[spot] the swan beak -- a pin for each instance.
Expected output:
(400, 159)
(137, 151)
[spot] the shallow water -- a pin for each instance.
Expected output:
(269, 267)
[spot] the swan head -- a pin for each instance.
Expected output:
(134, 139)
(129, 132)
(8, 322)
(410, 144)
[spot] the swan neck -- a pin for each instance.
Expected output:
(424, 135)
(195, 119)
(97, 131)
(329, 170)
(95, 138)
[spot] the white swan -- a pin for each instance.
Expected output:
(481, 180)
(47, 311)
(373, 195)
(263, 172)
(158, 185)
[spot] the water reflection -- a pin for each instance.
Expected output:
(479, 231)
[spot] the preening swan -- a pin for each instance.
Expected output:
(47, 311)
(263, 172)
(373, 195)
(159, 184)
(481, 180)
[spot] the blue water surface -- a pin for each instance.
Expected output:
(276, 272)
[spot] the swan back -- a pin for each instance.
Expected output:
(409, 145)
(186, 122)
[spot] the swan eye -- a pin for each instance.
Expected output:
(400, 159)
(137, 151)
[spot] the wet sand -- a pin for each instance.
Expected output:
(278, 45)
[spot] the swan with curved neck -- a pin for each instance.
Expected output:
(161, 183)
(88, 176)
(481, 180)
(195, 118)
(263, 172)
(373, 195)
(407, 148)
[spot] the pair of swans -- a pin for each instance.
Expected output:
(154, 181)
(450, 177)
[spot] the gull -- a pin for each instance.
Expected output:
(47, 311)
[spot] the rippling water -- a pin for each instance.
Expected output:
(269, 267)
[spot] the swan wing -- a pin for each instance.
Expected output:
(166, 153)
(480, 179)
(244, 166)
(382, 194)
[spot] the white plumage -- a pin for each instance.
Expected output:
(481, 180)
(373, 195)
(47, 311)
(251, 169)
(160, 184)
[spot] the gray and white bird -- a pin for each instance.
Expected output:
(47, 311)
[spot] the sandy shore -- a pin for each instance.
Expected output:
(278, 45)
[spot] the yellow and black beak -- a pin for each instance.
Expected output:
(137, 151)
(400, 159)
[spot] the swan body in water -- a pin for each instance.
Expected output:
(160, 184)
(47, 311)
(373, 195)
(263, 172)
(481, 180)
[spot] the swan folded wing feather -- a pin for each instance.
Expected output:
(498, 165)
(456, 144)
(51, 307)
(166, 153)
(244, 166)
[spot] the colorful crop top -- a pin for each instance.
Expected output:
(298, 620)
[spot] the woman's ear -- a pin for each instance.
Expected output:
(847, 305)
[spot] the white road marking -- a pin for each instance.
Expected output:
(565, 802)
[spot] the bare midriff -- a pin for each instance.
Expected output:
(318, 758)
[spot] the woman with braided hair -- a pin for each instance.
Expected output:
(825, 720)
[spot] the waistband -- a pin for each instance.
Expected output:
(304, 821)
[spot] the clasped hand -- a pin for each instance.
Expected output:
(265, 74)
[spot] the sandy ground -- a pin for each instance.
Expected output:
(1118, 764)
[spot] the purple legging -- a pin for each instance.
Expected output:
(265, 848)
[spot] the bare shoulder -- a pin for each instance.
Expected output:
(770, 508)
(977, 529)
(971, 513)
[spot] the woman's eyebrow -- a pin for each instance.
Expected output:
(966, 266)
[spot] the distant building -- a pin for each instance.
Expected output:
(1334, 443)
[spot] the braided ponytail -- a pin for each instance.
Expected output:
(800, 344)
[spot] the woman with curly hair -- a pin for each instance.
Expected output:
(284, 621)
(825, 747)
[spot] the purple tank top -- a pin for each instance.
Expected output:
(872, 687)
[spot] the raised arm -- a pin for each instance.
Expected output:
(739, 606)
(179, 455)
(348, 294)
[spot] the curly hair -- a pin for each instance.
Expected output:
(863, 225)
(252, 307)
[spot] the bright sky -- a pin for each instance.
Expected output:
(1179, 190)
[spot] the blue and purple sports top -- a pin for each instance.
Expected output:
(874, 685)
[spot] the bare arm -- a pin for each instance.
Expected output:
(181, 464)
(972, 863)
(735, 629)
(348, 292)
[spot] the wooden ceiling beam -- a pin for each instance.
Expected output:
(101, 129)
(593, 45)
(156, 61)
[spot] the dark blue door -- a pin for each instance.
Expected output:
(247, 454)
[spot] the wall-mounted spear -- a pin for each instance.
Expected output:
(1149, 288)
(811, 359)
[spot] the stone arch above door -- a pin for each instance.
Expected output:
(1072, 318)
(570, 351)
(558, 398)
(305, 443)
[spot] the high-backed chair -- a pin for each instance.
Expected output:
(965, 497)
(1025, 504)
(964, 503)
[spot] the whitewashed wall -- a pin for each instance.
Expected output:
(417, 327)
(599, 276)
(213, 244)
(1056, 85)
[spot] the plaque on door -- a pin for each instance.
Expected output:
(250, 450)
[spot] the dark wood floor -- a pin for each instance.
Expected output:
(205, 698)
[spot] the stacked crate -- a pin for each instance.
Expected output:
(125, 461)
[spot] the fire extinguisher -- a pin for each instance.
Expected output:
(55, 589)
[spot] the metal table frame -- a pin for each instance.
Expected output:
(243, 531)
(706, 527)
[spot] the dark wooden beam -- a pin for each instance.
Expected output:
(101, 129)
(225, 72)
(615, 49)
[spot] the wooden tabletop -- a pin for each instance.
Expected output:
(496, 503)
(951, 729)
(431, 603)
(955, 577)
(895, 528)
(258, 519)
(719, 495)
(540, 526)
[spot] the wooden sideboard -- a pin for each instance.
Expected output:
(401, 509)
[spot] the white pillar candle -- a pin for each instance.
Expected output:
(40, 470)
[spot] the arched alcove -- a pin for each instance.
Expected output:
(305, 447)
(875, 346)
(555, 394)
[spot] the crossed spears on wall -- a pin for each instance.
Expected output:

▬▬▬▬▬▬

(Stated exercise): Starting at the line that contains "[spot] the dark wood floor", repeat each line exactly through the last one in the listing. Include both of those lines and nothing more.

(Problem solution):
[spot] the dark wood floor -- a pin for each instance.
Expected output:
(205, 698)
[spot] the stacked crate -- a pin for each instance.
Expected output:
(125, 461)
[spot] the fire extinguisher -- a pin for each instance.
Expected output:
(55, 589)
[spot] the metal table frame -- a pin for each instance.
Expected output:
(243, 531)
(706, 527)
[spot] the dark wooden beam -- a pin for each instance.
Expected output:
(101, 129)
(225, 72)
(615, 49)
[spot] the wooden tabletop -- a pin for each instance.
Expected output:
(496, 503)
(951, 729)
(431, 603)
(955, 577)
(895, 528)
(258, 519)
(719, 495)
(540, 526)
[spot] the wooden sideboard -- a pin for each instance.
Expected output:
(401, 509)
[spot] the white pillar candle -- a pin for each instance.
Expected output:
(40, 470)
[spot] the arched alcove -- a pin for each instance.
Expected output:
(305, 447)
(875, 346)
(555, 394)
[spot] the crossed spears on wall -- a pin for each instance.
Expected output:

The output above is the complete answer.